なお、上述した磁気記憶装置MDの製造方法では、接続部材14などとして、タングステン層を例に挙げて説明したが、たとえばシリコンが適用されてもよい。また、銅、チタンあるいはタンタルなどの金属が適用されてもよい。さらに、このような金属の合金やこのような金属の窒化物なども適用することができる。また、接続部材14などの形成方法としてCMP法あるいはRIE法を例に挙げて説明したが、例えばメッキ法、スパッタリング法、CVD法などが適用されてもよい。金属として銅を適用する場合には、いわゆるダマシン法を適用することができ、接続部材14と並行して配線層を形成することもできる。
【0065】
また、ライト線WTの形成方法としてシングルダマシン法を例に挙げて説明したが、ライト線WTを接続部材14と同時に形成する場合には、デュアルダマシン法を適用することもできる。さらに、配線材料としてシリコン、タングステン、アルミニウム、チタンなどの金属、そのような金属の合金あるいはそのような金属の化合物を適用することによって、ドライエッチングによる配線の形成も可能になる。
【0066】
また配線層と配線層との間に介在する層間絶縁膜の膜厚は適用デバイスによって異なることになるが、この磁気記憶装置MDでは、当該膜厚はたとえば約40nmである。
【0067】
また強磁性トンネル接合素子MMのトンネル絶縁層2としてアルミニウム酸化物を例に挙げて説明したが、トンネル絶縁層2としては非磁性材料が好ましい。たとえばアルミニウム、シリコン、タンタル、マグネシウムなどの金属の酸化物、その金属の窒化物、シリケートなどに代表されるその金属の合金酸化物、あるいはその合金の窒化物などがトンネル絶縁層2として好ましい。また、そのトンネル絶縁層2は、膜厚約0.3〜5nm程度の比較的薄い膜として形成されることが好ましい。なお、トンネル絶縁層2に換えて非磁性金属材料を用いる場合には、いわゆる膜面に対して垂直方向の巨大磁気抵抗効果を利用することもできる。

▶ _提供資料_

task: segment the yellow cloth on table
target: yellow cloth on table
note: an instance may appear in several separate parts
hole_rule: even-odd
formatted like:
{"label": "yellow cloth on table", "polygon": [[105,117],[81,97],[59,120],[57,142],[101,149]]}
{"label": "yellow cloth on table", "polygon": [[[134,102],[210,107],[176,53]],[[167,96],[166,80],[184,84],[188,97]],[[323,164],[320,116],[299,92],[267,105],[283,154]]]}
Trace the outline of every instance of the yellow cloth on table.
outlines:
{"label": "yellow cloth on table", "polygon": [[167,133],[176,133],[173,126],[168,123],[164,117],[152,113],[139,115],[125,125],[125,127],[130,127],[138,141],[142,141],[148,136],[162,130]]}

▶ _課題の内容_
抜粋本文の「なお、上述した磁気記憶装置M」から「はたとえば約40nmである。」までをすべて、一字も変えずに書き出すこと。 記録は参照しなくてよい。

▶ _課題への解答_
なお、上述した磁気記憶装置MDの製造方法では、接続部材14などとして、タングステン層を例に挙げて説明したが、たとえばシリコンが適用されてもよい。また、銅、チタンあるいはタンタルなどの金属が適用されてもよい。さらに、このような金属の合金やこのような金属の窒化物なども適用することができる。また、接続部材14などの形成方法としてCMP法あるいはRIE法を例に挙げて説明したが、例えばメッキ法、スパッタリング法、CVD法などが適用されてもよい。金属として銅を適用する場合には、いわゆるダマシン法を適用することができ、接続部材14と並行して配線層を形成することもできる。
【0065】
また、ライト線WTの形成方法としてシングルダマシン法を例に挙げて説明したが、ライト線WTを接続部材14と同時に形成する場合には、デュアルダマシン法を適用することもできる。さらに、配線材料としてシリコン、タングステン、アルミニウム、チタンなどの金属、そのような金属の合金あるいはそのような金属の化合物を適用することによって、ドライエッチングによる配線の形成も可能になる。
【0066】
また配線層と配線層との間に介在する層間絶縁膜の膜厚は適用デバイスによって異なることになるが、この磁気記憶装置MDでは、当該膜厚はたとえば約40nmである。